## Begin

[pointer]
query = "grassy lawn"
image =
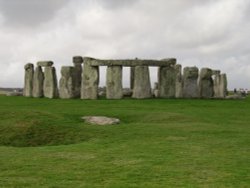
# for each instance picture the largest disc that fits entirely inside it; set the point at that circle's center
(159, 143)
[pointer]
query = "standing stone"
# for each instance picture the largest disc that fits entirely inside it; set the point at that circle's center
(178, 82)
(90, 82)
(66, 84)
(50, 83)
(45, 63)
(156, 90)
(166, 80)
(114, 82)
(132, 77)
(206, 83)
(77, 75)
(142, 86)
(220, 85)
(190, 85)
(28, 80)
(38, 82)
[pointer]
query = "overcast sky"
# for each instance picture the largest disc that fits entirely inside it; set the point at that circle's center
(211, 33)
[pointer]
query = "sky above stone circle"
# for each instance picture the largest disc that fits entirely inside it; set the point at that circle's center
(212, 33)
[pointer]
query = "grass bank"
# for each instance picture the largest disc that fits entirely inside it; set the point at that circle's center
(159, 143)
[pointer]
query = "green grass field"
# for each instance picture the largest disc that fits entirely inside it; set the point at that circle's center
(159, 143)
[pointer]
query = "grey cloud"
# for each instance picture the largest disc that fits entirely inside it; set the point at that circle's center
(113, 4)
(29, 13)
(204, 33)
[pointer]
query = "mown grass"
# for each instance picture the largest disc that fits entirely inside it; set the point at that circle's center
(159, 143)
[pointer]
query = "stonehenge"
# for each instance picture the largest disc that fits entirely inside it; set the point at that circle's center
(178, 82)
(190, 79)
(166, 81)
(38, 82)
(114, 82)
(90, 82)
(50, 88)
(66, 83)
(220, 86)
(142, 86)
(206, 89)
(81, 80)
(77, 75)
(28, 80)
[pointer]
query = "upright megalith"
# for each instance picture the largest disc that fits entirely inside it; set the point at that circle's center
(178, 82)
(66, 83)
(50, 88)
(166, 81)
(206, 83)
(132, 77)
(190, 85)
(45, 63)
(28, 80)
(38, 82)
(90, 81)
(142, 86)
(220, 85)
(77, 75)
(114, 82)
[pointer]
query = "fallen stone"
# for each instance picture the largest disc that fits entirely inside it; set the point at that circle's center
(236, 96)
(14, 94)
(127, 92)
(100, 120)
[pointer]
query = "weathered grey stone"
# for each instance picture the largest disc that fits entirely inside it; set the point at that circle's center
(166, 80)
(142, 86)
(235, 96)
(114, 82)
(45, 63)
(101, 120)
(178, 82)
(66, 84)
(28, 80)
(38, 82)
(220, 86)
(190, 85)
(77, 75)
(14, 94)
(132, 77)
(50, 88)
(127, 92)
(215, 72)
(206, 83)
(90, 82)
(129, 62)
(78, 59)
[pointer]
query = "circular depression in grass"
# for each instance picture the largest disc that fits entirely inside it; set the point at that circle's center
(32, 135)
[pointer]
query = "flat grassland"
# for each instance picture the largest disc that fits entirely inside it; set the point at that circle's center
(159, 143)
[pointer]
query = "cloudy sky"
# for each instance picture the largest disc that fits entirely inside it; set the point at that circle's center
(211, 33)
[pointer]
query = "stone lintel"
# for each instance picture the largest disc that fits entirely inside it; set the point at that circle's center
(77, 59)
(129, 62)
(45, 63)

## End
## Begin

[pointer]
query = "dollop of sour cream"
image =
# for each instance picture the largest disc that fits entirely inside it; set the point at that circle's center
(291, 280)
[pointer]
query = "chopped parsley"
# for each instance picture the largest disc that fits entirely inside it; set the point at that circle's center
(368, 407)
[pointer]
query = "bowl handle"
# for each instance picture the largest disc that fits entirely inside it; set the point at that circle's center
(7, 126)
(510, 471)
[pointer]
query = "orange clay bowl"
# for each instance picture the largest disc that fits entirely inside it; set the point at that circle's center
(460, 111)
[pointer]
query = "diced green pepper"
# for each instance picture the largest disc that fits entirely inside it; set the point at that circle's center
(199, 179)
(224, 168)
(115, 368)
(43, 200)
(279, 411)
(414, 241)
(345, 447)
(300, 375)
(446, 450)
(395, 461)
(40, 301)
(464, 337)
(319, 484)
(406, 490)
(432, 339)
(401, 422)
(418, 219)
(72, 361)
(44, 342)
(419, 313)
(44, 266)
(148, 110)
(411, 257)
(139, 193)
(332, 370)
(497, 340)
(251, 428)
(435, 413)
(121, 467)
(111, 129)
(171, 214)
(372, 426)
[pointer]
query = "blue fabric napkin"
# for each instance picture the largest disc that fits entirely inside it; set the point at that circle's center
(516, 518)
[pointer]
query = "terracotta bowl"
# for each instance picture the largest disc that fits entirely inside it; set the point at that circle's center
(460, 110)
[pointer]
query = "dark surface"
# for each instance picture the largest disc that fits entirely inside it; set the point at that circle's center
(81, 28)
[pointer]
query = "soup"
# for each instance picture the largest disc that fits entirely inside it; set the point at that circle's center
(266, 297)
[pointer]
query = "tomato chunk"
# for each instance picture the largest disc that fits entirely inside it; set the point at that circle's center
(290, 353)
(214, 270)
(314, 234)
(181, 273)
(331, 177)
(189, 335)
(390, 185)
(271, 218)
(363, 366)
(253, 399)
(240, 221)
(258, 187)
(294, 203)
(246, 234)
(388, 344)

## End

▸ Instructions to follow:
Locate each line in the data above that contains the string "bowl" and copy those lines.

▸ Reply:
query = "bowl handle"
query = "orange clay bowl"
query = "terracotta bowl"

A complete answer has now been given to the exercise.